### JOB:
Return every line from the entries below that contains the word "field", matching case exactly.

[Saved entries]
+ + + + + + +

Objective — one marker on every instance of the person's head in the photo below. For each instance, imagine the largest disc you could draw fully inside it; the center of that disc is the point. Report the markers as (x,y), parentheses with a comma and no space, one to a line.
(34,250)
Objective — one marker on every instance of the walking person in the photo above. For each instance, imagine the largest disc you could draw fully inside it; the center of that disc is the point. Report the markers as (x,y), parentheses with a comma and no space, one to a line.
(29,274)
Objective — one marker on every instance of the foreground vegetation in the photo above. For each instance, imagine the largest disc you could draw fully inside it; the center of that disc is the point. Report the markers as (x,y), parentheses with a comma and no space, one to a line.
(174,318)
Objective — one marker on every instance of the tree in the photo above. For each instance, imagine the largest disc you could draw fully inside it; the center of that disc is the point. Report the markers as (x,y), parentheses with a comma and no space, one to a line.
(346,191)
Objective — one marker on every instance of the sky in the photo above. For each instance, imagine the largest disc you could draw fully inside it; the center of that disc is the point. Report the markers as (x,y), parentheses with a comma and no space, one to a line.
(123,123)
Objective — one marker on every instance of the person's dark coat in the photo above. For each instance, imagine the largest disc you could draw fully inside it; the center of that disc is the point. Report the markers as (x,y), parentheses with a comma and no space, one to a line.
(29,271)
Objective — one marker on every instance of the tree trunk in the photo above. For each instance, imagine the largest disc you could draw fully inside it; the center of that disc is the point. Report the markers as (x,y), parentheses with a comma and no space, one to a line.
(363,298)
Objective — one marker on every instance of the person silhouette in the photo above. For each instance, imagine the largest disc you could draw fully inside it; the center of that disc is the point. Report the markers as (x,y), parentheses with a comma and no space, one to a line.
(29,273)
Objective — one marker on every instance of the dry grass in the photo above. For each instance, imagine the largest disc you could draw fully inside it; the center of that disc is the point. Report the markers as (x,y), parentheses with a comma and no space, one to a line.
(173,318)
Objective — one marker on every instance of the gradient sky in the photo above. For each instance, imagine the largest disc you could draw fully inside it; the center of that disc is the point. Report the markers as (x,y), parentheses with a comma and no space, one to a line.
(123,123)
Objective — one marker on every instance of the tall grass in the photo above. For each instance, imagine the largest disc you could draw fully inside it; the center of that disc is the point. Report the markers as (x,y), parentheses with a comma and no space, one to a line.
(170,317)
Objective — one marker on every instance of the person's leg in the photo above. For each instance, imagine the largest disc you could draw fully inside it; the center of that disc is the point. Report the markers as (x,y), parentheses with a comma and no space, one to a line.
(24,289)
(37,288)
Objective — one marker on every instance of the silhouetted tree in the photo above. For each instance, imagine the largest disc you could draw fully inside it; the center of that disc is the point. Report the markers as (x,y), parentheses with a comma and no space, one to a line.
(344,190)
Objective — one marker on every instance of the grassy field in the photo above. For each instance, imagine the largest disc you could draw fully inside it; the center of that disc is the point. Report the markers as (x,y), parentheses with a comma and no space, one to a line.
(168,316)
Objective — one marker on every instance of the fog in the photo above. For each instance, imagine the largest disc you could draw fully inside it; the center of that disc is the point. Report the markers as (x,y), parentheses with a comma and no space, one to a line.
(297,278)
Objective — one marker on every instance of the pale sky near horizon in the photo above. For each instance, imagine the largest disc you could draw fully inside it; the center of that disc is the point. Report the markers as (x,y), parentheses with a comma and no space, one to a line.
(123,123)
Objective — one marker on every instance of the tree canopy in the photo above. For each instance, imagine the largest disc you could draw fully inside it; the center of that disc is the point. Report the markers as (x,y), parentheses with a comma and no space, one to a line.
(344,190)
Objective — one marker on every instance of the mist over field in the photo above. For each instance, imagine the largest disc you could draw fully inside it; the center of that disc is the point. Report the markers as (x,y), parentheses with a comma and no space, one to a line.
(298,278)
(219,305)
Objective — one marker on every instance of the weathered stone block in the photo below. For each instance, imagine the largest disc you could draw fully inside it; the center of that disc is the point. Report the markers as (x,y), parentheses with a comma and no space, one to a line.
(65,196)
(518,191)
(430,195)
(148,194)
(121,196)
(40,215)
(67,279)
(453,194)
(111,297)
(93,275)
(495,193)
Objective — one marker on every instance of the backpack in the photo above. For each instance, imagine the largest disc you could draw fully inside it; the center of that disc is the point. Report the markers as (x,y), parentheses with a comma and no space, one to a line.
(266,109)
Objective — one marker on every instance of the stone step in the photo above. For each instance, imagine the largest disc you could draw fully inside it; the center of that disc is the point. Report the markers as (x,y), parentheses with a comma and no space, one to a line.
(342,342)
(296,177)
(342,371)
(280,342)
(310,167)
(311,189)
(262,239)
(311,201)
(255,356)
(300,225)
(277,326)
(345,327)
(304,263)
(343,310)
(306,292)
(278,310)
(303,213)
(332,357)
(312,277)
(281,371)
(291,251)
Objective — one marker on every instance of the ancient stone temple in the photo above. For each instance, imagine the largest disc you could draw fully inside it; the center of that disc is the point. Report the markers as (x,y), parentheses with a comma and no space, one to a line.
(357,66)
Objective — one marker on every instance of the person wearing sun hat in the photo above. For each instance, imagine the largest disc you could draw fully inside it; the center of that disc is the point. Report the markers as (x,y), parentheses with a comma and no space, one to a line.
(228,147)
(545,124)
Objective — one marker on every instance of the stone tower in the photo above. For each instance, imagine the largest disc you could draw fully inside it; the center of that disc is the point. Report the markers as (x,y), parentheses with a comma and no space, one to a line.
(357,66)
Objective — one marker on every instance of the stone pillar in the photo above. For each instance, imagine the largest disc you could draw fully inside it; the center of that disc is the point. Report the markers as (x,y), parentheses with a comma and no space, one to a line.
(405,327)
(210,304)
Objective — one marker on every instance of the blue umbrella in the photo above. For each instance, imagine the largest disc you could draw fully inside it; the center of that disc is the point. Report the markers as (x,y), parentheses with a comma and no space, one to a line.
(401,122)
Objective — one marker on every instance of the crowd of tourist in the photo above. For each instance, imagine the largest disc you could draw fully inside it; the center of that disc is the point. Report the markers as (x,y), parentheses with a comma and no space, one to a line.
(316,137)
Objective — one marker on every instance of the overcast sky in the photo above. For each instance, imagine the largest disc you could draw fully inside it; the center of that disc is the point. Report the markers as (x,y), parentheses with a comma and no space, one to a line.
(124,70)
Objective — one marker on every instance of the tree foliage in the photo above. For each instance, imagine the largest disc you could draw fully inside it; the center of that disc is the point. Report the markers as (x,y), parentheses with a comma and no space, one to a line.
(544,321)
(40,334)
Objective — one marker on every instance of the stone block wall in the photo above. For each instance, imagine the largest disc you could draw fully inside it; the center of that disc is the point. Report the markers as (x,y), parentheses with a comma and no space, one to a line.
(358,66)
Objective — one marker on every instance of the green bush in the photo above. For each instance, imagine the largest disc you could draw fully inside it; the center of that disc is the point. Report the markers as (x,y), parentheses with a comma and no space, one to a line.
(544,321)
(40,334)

+ + + + + + +

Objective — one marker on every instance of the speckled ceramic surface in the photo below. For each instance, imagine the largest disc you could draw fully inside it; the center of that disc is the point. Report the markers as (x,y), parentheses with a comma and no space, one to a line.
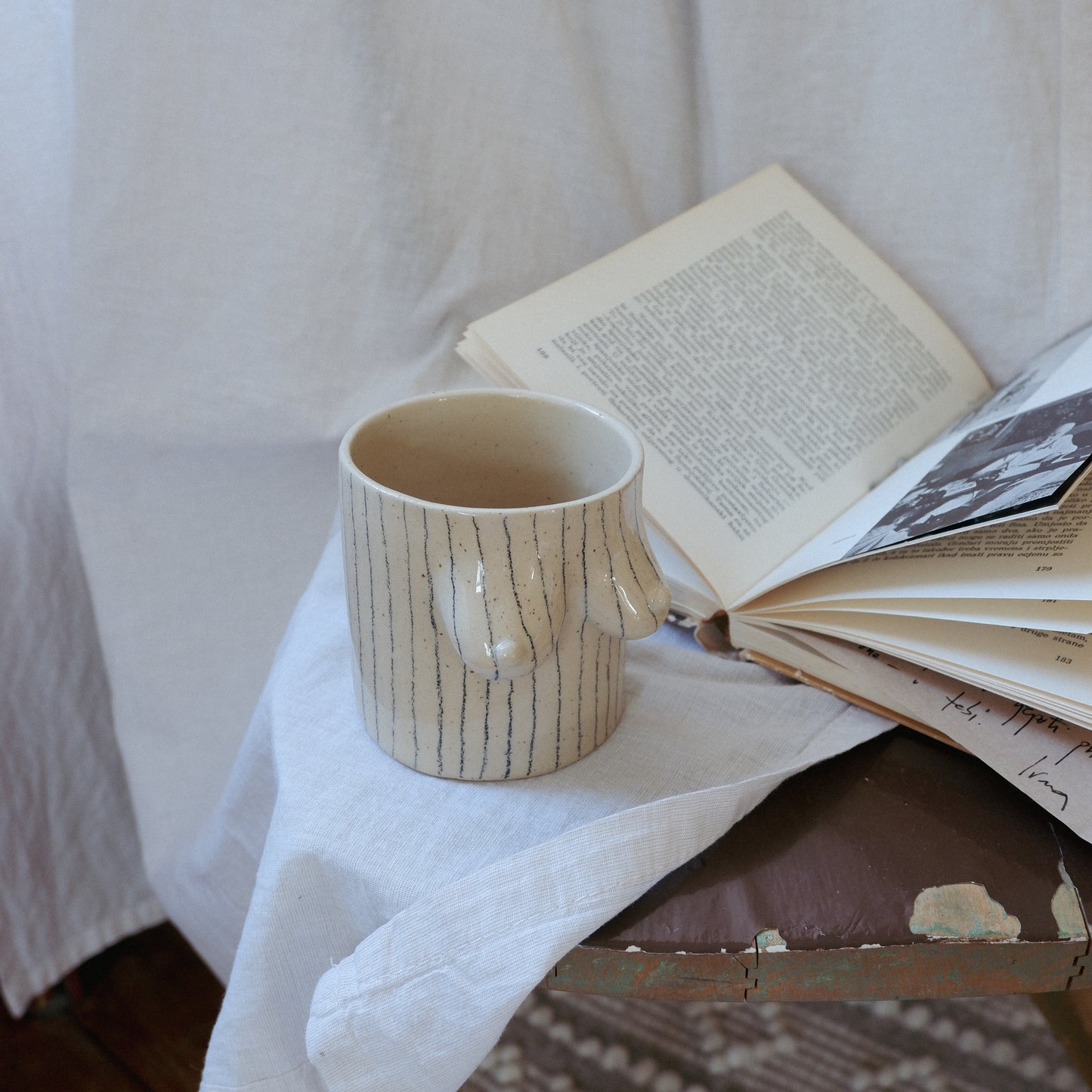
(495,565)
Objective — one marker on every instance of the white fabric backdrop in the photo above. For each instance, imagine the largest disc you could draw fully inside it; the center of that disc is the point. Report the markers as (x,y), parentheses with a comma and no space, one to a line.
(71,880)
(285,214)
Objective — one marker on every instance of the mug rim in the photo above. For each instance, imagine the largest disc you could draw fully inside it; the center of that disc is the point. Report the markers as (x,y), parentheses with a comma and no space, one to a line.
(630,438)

+ + + + + + +

### EXERCISE RESPONSE:
Objective — one marker on every instance of the grassy field in the photo above. For each instance, imagine the largest disc you could draw fully inside it; the center of that disc is the point. Report the markers as (x,y), parentheses with a comma and no space, one to a line.
Objective — one marker on every instance of the mist over field in the photo above. For each instance, imagine the largest disc you could draw fully inside it; the center of that disc is the point. Report the markers as (x,y), parentheses with a comma and no space, one to a line.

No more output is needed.